--- WHAT IS NEEDED ---
Gather every line below that contains the string "hill", treating uppercase and lowercase as different, and copy each one.
------------------------
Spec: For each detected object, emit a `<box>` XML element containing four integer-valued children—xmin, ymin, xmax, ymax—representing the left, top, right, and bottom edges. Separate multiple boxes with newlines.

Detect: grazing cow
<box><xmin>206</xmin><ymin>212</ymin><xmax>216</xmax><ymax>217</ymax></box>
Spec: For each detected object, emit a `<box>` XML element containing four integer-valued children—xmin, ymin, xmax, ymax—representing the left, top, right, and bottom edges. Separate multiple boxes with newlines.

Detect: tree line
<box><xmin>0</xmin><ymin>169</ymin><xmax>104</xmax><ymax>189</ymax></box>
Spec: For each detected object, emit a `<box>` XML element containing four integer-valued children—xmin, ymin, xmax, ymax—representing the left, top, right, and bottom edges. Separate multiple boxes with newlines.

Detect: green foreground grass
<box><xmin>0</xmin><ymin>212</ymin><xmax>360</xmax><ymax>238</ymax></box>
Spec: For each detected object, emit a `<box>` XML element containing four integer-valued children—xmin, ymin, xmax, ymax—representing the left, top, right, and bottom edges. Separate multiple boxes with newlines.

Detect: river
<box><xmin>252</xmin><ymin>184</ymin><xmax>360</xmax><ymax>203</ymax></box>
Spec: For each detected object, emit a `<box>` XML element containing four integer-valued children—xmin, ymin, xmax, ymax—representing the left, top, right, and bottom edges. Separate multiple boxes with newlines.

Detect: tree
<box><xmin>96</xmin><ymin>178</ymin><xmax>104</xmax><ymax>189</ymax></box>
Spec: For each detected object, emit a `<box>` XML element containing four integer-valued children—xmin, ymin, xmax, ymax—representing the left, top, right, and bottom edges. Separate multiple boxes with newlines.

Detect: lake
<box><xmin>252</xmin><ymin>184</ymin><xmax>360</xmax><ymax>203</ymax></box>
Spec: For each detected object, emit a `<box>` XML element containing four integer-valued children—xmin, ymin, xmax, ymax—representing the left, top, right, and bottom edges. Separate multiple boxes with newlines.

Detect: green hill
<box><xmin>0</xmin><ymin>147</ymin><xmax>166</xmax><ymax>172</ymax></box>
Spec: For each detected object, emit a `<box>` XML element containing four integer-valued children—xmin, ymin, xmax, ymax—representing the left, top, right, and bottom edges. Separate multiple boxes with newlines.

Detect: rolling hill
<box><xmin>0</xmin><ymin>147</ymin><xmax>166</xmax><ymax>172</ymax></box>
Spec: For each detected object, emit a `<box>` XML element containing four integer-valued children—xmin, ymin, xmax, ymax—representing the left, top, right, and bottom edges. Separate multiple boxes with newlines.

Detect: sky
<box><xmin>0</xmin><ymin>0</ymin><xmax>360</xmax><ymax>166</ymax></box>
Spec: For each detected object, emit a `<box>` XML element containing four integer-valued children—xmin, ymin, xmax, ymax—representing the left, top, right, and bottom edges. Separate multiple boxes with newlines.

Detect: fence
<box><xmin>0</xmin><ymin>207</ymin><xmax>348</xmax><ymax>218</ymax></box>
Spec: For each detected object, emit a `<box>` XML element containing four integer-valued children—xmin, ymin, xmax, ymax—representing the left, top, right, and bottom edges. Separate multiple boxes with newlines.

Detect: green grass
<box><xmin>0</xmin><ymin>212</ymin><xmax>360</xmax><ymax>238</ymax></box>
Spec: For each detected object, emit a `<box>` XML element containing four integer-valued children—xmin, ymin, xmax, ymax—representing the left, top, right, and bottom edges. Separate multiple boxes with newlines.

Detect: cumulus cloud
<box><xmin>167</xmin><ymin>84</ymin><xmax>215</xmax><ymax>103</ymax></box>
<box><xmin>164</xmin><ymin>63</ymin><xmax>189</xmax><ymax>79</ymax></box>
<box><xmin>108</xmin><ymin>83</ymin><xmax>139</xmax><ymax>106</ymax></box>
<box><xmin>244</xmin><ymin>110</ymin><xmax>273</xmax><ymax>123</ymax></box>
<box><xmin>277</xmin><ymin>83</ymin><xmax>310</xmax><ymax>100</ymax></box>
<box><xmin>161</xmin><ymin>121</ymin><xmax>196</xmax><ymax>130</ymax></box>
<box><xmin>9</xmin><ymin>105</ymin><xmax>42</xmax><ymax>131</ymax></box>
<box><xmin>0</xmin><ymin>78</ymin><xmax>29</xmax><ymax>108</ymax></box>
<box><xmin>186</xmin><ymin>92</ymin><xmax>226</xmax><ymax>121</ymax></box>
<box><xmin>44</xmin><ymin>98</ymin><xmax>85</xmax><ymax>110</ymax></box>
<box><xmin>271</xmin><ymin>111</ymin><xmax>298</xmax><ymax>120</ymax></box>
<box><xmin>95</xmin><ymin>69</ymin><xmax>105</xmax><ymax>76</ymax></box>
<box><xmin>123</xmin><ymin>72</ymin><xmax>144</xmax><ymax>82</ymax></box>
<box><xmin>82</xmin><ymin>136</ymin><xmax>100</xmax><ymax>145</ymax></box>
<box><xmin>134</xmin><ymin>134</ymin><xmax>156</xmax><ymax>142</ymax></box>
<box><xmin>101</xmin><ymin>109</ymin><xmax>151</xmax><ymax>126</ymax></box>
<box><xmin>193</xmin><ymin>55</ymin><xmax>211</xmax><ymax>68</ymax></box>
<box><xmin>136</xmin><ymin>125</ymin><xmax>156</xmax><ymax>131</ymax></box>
------------------------
--- RESPONSE BELOW ---
Detect: green hill
Detect: rolling hill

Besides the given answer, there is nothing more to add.